SUPPLIED PASSAGE: Begin
You can breathe easier now because the answer is finally here to the pressing question of our age: Do bears poop while they are hibernating?
If a bear poops while hibernating and there’s no one there to smell it, did it really happen?
Well, that’s a word play on an old joke, but we can actually, probably, answer that question. Bears generally do not poop during hibernation. That might sound like something from a game of Trivial Pursuit, but it is nevertheless an interesting answer to a question you probably didn’t even know you wanted to ask.
Here’s how it works.
First, bears are either not “true hibernators” or they are “super hibernators,” depending on who you talk to. They remain relatively alert throughout the hibernation phase, with high body temperatures and occasional waking periods. True hibernators lower their body temperatures and are in a practical coma during hibernation.
On the other hand, Brian Barnes, from the Institute of Arctic Biology at the University of Alaska Fairbanks, opines, “In my opinion, bears are the best hibernators.” They can slow things like their heart rate from 55 beats per minute to only 9, and they can reduce their metabolic rate by up to 53%.
“Their body is a closed system,” says Barnes. “They can get through winter with only oxygen. It’s all they need.”
This ability to dramatically slow, but not coma-slow, their bodies puts the bears at an advantage for raising young and watching out for danger when they hibernate. But while hibernating, they are also able to avoid defecating.
SUPPLIED PASSAGE: End
RECORDS PROVIDED: Begin
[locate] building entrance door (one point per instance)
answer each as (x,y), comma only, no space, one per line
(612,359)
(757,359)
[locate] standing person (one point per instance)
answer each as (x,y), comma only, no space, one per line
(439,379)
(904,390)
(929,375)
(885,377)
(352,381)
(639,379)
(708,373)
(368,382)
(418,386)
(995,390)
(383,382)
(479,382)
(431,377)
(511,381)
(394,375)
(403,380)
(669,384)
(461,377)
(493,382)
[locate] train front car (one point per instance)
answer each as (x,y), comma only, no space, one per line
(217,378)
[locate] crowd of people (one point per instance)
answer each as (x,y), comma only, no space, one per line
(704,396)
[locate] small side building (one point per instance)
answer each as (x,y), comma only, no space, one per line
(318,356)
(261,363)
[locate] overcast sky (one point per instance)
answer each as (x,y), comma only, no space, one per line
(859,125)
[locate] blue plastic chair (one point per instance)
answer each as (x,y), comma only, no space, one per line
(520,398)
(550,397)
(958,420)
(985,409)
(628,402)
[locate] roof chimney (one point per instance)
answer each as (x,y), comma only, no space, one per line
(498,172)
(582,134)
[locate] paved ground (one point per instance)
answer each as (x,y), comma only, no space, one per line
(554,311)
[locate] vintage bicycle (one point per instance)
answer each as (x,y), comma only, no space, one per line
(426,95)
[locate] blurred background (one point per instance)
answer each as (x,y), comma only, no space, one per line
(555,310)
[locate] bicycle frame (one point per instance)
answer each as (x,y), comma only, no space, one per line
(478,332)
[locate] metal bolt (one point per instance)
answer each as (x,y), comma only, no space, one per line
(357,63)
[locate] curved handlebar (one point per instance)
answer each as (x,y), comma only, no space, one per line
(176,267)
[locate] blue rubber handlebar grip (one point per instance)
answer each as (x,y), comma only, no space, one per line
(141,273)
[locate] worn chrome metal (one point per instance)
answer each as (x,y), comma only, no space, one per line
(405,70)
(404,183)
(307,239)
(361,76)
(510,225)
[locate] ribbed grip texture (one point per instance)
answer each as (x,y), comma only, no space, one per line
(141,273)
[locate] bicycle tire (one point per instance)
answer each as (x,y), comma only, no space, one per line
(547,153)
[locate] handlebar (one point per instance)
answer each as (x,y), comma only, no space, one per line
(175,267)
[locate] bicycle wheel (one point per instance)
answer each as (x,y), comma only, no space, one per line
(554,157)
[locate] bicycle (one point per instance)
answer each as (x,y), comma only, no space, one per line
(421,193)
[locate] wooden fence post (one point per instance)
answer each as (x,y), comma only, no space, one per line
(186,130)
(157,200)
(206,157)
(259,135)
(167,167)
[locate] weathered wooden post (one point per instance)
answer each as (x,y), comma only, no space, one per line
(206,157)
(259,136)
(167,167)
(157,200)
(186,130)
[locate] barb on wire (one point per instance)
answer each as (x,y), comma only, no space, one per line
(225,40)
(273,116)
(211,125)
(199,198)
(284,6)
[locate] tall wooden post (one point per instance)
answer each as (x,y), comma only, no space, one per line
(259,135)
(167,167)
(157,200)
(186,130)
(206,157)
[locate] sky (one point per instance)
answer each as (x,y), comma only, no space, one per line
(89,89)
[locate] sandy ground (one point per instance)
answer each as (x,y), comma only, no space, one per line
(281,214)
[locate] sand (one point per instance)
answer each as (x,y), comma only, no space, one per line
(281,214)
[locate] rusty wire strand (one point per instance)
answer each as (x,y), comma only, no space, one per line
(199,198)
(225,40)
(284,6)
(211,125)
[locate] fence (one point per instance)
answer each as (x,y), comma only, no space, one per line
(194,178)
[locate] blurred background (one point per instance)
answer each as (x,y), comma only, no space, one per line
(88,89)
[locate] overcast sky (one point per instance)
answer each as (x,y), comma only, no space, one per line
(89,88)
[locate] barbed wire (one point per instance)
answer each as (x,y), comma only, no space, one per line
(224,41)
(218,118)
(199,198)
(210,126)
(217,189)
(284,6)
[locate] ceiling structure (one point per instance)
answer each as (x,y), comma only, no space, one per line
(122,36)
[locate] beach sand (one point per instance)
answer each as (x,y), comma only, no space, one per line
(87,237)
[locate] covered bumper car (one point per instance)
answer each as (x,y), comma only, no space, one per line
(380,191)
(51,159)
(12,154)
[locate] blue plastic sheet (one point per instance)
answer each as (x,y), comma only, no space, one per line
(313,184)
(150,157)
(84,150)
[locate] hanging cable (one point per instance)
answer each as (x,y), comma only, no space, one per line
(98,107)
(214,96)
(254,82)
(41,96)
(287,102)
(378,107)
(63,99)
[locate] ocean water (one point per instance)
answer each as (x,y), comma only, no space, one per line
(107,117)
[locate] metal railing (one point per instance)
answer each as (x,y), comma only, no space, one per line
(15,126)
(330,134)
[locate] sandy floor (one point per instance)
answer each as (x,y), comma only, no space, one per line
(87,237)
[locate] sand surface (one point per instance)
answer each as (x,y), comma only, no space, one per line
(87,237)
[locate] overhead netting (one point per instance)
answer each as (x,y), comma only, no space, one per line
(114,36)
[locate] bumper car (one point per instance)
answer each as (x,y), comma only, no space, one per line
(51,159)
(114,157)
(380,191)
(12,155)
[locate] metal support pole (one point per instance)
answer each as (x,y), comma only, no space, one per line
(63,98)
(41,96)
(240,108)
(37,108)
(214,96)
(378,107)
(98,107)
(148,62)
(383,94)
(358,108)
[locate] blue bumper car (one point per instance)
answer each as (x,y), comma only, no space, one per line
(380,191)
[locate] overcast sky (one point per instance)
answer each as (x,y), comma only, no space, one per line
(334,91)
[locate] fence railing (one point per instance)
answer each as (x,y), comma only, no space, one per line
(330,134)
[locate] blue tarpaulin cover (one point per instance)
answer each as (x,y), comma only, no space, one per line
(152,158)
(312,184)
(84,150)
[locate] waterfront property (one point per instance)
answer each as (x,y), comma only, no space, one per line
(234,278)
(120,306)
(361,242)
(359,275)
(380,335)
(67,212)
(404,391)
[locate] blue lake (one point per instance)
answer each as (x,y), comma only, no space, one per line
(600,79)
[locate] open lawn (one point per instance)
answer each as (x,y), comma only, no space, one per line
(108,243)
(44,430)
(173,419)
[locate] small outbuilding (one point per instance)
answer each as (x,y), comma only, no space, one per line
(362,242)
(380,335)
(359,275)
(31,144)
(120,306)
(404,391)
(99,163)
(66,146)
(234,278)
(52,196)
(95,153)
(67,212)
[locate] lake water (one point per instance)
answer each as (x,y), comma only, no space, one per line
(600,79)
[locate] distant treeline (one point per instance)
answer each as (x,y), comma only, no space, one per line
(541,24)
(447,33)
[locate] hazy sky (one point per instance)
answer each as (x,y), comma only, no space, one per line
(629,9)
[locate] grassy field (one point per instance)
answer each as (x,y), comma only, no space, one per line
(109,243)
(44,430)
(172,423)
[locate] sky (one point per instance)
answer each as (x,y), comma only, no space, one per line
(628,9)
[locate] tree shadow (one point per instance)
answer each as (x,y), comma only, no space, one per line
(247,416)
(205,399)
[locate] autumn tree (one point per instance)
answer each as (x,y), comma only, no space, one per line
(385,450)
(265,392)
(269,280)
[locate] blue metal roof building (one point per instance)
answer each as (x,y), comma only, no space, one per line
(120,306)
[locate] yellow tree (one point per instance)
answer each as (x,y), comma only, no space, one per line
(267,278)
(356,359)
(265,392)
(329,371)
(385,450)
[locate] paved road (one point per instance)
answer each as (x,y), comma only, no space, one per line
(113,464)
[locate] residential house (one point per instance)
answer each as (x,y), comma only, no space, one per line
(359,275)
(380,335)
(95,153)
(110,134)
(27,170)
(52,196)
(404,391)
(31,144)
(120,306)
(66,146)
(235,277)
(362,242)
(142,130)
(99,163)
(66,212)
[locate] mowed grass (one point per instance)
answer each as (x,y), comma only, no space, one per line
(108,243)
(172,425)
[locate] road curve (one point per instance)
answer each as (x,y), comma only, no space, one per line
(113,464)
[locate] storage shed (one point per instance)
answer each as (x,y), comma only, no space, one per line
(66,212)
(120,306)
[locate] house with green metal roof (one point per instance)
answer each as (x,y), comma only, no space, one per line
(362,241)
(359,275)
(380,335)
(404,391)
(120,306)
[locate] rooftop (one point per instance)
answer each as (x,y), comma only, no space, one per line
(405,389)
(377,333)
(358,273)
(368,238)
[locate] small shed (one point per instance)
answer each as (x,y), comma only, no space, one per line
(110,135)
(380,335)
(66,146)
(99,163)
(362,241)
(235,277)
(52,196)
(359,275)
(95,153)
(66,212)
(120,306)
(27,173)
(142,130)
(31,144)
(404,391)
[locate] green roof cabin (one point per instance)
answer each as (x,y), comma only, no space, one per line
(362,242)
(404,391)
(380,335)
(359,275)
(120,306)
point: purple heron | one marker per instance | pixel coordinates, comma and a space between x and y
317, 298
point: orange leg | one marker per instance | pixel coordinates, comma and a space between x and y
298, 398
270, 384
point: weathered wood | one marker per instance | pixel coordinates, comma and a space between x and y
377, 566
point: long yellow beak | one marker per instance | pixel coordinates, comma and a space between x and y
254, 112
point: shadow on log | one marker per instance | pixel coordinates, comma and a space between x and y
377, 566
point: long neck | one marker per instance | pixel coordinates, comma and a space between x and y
RECORDS PROVIDED: End
PROBLEMS TO WORK ON
1: List every numerical figure that the bear hibernation text gives, with its unit where one is stated.
2: Using the bear hibernation text, decide whether each statement agrees with it. Answer yes or no for each, and quote the words that settle it.
(a) Brian Barnes is affiliated with the Institute of Arctic Biology at the University of Alaska Fairbanks.
(b) True hibernators keep high body temperatures during hibernation.
(c) Bears can reduce their metabolic rate by up to 53%.
3: Continue the bear hibernation text, starting right after its final sentence.

TASK-BY-TASK OUTPUTS
1: 55 beats per minute; 9; 53%

2:
(a) Yes: "Brian Barnes, from the Institute of Arctic Biology at the University of Alaska Fairbanks"
(b) No: "True hibernators lower their body temperatures and are in a practical coma during hibernation."
(c) Yes: "they can reduce their metabolic rate by up to 53%"

3:
To do this (or, not do this) they create a “poop plug.” They create this plug unintentionally, although at one time, it was thought that they altered their diets toward the end of their pre-hibernation period in order to form the plug. Researchers have since found that not to be the case.
Even though a bear eats nothing during hibernation, intestinal secretions and cells continue to shed, producing fecal matter. This, along with hairs and even foot pad callouses that the bears ingest during grooming, create the poop plug.
The North American Bear Center indicates that, “During five to seven months in dens, bears accumulate feces in the lower 7-15 inches of the intestine to form a ‘plug’ 1.5 to 2.5 inches in diameter. The fecal plug is simply feces that have remained in the intestine so long that the intestinal walls have absorbed the fluids out of it, leaving it dry and hard.”
But when you gotta go you gotta go, and as the hibernation cycle nears its end the bears do their thing. “By the sixth or seventh month in the den, most of these bears defecate—usually near the den entrance. Fecal plugs have a light odor that is not unpleasant,” says the Bear Center.
That’s got to be a very satisfying, er, moment for the bears.